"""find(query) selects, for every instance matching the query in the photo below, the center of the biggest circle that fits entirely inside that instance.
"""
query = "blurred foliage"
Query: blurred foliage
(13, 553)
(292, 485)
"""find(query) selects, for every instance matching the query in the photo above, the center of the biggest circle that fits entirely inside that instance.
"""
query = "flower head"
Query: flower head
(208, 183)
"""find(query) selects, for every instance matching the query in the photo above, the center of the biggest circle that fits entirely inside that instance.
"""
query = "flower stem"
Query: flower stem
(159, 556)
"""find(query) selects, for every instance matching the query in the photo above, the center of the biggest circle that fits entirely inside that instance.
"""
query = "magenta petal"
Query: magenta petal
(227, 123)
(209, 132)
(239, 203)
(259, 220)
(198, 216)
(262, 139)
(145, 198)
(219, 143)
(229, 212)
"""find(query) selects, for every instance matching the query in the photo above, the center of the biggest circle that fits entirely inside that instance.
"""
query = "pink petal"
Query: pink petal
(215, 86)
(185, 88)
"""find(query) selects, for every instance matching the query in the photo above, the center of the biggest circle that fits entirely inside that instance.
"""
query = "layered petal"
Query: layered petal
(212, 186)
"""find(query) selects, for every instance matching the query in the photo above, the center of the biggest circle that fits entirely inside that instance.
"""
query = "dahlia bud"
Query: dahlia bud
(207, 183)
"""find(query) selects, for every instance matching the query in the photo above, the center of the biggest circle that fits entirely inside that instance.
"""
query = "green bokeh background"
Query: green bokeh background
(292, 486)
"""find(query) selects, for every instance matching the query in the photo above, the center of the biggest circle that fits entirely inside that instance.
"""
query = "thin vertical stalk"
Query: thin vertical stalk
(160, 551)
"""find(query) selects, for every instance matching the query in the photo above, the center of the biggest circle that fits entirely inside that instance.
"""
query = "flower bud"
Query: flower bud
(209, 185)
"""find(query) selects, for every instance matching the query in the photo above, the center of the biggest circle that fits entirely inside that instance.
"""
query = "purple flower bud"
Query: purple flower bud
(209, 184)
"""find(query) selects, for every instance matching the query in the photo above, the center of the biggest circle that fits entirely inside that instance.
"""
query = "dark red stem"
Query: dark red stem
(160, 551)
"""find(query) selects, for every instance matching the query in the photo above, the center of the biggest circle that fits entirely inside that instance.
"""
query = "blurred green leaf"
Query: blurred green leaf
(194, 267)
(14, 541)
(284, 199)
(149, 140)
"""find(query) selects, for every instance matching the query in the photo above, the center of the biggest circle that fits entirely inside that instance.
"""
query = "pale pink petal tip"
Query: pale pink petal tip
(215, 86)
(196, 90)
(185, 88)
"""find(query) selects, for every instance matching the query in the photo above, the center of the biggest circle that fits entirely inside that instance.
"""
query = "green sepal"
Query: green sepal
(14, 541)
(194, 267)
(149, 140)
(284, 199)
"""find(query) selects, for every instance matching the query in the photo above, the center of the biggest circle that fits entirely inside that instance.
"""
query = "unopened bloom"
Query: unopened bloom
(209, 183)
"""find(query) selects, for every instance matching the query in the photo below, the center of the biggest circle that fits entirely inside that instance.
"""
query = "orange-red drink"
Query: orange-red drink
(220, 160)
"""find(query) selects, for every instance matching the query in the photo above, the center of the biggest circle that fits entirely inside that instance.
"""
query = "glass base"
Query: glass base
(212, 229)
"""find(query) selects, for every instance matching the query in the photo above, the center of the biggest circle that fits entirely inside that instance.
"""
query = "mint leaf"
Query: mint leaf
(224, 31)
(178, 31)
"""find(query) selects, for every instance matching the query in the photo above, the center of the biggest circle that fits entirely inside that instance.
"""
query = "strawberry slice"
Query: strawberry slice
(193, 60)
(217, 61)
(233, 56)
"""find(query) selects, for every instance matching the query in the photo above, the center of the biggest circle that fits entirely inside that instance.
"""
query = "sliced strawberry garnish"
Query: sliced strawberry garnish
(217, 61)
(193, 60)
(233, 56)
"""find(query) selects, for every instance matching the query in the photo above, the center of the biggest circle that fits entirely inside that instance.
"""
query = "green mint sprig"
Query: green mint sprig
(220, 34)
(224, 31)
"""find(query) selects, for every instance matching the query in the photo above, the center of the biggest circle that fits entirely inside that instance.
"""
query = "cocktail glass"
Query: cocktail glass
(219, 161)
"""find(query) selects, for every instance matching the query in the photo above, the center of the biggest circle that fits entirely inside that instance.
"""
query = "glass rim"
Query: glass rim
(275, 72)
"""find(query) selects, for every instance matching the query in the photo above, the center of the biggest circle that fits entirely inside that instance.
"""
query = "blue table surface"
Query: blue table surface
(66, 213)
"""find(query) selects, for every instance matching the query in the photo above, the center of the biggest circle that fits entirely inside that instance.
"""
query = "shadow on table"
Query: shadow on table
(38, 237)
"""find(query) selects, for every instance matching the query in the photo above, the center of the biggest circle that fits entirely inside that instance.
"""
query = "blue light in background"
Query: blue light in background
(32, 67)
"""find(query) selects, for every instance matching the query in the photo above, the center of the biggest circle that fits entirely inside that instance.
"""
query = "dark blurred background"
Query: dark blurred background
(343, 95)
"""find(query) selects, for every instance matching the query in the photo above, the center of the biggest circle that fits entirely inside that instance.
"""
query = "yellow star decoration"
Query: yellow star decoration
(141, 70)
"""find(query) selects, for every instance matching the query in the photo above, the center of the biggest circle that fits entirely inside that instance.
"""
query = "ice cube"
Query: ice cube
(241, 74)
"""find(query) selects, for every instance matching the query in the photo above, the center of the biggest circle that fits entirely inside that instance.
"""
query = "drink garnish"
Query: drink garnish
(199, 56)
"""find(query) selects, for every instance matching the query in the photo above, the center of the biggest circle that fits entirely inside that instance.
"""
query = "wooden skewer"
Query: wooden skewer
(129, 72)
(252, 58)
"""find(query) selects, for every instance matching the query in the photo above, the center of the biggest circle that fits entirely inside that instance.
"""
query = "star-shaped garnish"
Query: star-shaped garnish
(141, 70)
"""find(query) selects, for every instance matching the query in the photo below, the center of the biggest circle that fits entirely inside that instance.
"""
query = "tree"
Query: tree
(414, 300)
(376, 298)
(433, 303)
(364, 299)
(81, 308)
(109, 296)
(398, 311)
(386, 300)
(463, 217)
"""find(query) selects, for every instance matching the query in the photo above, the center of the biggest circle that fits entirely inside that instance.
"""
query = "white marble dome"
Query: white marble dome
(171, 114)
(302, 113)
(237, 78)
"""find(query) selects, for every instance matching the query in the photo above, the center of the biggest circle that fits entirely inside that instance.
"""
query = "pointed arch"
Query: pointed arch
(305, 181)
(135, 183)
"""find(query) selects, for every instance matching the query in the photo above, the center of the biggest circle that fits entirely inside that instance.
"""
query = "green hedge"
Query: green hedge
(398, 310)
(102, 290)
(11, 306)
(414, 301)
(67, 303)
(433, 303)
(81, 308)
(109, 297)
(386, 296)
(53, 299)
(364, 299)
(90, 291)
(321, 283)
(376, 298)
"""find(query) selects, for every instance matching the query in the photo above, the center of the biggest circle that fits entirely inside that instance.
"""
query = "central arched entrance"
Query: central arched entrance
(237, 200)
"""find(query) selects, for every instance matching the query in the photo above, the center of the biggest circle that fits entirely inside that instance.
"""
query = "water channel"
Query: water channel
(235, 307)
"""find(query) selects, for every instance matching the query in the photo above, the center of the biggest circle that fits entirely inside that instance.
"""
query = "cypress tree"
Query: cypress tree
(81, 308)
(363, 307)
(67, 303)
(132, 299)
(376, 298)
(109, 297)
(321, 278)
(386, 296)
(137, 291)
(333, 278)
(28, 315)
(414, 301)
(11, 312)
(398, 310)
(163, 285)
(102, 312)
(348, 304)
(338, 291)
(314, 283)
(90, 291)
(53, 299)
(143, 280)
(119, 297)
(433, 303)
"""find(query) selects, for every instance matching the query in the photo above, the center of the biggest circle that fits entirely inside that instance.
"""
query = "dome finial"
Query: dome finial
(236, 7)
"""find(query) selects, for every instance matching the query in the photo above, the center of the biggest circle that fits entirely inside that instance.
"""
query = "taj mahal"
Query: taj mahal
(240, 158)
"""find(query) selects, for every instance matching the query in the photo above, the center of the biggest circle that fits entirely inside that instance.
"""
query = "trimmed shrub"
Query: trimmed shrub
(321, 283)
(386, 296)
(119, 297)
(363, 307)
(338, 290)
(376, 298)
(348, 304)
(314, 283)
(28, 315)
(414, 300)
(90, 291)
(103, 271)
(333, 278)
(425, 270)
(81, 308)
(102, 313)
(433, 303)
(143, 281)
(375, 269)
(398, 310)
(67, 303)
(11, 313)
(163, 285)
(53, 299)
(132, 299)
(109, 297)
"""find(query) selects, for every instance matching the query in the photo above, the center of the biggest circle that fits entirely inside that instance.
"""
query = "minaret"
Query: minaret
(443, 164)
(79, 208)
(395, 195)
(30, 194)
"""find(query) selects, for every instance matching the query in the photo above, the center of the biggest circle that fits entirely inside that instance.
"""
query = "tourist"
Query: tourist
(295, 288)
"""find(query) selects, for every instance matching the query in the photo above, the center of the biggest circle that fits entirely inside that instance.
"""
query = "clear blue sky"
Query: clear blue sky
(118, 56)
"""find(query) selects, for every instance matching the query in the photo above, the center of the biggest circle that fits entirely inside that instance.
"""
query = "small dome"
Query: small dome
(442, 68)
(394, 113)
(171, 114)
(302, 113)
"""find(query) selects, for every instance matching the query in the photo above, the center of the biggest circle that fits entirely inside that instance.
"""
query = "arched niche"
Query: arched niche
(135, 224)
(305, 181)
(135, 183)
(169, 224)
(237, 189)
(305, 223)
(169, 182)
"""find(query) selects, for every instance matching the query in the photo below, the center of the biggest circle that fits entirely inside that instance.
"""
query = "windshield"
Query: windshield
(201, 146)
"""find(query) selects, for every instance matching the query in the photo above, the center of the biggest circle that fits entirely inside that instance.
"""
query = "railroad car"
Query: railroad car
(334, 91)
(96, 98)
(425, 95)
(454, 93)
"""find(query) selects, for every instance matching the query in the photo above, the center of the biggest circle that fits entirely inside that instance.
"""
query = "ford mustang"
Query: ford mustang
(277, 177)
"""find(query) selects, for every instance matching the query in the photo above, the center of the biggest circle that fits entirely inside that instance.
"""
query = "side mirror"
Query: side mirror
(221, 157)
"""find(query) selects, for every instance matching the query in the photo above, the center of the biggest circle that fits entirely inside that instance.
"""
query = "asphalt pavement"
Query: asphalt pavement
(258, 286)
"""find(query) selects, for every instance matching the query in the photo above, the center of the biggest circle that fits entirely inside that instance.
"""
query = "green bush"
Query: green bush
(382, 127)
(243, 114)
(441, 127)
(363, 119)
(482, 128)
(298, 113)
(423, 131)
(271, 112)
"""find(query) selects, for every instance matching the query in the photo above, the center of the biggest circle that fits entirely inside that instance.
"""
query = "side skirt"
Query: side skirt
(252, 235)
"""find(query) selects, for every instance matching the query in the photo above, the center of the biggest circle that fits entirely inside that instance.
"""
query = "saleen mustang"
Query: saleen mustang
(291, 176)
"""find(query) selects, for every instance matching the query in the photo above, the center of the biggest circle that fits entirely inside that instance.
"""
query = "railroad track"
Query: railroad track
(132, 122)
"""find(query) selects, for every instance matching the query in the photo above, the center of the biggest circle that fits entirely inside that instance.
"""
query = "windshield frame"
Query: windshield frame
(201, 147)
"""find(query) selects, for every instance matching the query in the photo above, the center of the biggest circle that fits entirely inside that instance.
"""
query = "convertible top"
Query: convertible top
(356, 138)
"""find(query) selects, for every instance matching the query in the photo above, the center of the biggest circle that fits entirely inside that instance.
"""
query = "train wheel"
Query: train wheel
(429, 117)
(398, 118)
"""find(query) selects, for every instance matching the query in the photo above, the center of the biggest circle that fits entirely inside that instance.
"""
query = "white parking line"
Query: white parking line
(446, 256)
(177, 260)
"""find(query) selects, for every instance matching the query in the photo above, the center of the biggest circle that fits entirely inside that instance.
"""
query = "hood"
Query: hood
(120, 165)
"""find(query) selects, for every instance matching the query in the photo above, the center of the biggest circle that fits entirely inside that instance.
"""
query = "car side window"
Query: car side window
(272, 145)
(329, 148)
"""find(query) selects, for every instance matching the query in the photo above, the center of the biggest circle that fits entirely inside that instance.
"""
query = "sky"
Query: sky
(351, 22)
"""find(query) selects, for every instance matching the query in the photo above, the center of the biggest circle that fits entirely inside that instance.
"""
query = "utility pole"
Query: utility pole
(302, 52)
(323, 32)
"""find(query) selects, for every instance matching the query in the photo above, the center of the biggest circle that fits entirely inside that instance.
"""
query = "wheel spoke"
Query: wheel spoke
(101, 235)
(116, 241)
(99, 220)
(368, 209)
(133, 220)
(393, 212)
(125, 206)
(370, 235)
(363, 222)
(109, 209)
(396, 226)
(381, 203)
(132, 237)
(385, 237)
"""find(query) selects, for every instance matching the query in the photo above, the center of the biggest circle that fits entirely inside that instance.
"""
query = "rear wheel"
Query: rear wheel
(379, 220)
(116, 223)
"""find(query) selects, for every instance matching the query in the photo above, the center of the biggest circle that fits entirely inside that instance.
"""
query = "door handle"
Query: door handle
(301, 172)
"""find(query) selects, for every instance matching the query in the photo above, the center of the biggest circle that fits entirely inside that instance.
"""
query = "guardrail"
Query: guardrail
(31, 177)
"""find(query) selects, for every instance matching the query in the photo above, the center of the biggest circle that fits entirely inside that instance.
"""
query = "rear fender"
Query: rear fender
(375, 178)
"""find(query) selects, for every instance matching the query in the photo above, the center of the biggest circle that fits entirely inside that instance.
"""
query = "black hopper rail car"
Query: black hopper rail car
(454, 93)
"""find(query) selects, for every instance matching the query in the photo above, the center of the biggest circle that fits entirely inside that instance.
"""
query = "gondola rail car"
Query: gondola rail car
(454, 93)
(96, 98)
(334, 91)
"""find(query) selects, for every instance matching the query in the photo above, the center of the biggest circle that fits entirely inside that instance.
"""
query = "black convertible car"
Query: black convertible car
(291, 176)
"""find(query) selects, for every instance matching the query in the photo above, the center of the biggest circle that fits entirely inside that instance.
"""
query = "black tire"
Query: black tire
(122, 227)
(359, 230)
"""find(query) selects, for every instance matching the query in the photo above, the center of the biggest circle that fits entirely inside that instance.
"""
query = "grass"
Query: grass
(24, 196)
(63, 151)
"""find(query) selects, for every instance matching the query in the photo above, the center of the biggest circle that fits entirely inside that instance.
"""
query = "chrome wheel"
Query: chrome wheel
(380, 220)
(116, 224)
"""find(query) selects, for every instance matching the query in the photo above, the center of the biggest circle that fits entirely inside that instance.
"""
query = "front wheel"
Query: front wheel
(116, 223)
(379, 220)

▶ [Task statement] Pull out every line in the items above that contains the word "mirror", and list those lines with nothing else. Match capital and lowercase letters exactly.

▶ [Problem solution]
query = "side mirror"
Query: side mirror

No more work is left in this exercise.